Mając powyższe na uwadze na podstawie art.386 § 1 k.p.c. w zw. z art. 368 § 1 pkt 5 k.p.c. skarżący wniósł o zmianę zaskarżonego wyroku w części oddalającej tj. o uchylenie zaskarżonej decyzji i ustalenie tym samym braku zobowiązania M. S. (1) do zwrotu pobranego zasiłku chorobowego z funduszu ubezpieczeń społecznych w wysokości 30.147,41 zł ewentualnie o uchylenie wyroku i przekazanie sprawy do ponownego rozpoznania oraz o zasądzenie od ZUS na rzecz ubezpieczonego kosztów postępowania apelacyjnego według norm prawem przepisanych.

Sąd Okręgowy w Łodzi zważył, co następuje:

Apelacja nie zasługuje na uwzględnienie.

Zgodnie z treścią art.17 ust. l ustawy o świadczeniach pieniężnych z ubezpieczenia społecznego w razie choroby i macierzyństwa z dnia 25 czerwca 1999 roku (tekst jednolity Dz.U. z 2010 roku nr 77, poz. 512 ze zm.) - ubezpieczony wykonujący w okresie orzeczonej niezdolności do pracy pracę zarobkową lub wykorzystujący zwolnienie od pracy w sposób niezgodny z celem zwolnienia traci prawo do zasiłku chorobowego za cały okres tego zwolnienia.

Powołany przepis zawiera bezsprzecznie dwie przesłanki, które powodują utratę prawa do zasiłku chorobowego. Pierwsza przesłanka to wykonywanie pracy zarobkowej (w okresie orzeczonej niezdolności do pracy). Druga to wykorzystywanie zwolnienia lekarskiego w sposób niezgodny z celem tego zwolnienia.

+===+

■ **CELE**:
A - Ile przesłanek utraty prawa do zasiłku chorobowego zawiera według fragmentu uzasadnienia powołany przepis?
B - Przepisz wiernie z fragmentu uzasadnienia część, która otwiera się słowami zawierającymi „Apelacja nie zasługuje”, a zamyka słowami „okres tego zwolnienia.”.
Poniższe pozycje nie są potrzebne.

Wiersze z danymi adnotacji ramek:
+===+

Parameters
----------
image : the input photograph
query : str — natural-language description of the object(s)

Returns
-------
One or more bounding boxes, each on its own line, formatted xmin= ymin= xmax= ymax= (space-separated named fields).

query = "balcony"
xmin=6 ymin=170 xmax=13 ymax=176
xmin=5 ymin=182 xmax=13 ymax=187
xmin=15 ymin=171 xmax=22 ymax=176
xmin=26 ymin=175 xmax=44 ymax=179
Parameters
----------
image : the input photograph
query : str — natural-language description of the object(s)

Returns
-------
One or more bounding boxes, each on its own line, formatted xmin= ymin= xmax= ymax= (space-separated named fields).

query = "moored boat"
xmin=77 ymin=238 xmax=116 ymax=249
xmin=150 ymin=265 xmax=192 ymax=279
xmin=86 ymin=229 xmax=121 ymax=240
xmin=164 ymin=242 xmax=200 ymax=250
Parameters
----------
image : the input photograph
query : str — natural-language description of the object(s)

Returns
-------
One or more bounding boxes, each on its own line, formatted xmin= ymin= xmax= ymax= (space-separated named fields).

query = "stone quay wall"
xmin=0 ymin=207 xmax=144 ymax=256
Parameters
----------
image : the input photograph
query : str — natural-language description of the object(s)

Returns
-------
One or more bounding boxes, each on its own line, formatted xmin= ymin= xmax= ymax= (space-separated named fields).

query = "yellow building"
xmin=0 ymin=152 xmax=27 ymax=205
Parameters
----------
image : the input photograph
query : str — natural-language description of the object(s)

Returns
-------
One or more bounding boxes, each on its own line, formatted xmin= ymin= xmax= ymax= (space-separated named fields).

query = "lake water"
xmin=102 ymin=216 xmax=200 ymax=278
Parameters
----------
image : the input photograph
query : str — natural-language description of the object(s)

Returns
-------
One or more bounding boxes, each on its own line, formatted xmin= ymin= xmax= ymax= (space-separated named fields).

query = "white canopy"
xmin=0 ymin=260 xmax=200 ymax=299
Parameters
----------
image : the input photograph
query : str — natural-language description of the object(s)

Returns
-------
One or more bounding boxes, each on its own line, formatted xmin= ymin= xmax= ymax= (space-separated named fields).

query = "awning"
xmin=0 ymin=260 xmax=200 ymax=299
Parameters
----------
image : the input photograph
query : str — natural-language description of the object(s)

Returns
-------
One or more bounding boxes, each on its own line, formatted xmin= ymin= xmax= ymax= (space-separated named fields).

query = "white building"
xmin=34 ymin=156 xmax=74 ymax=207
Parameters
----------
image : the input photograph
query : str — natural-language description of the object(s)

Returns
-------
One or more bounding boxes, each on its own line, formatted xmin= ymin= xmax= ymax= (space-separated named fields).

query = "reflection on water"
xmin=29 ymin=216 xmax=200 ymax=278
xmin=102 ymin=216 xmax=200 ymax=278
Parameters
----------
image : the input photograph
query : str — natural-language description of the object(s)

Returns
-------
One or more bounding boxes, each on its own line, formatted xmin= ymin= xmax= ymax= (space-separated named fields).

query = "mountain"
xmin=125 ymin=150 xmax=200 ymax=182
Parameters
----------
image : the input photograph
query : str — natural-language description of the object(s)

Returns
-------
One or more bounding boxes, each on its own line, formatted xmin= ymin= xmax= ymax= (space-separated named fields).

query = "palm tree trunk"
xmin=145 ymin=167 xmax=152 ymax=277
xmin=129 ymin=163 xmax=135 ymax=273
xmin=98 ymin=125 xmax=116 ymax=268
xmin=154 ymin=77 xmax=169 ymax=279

+===+

■ **ODPOWIEDZI**:
A - Dwie przesłanki.

B -
Apelacja nie zasługuje na uwzględnienie.

Zgodnie z treścią art.17 ust. l ustawy o świadczeniach pieniężnych z ubezpieczenia społecznego w razie choroby i macierzyństwa z dnia 25 czerwca 1999 roku (tekst jednolity Dz.U. z 2010 roku nr 77, poz. 512 ze zm.) - ubezpieczony wykonujący w okresie orzeczonej niezdolności do pracy pracę zarobkową lub wykorzystujący zwolnienie od pracy w sposób niezgodny z celem zwolnienia traci prawo do zasiłku chorobowego za cały okres tego zwolnienia.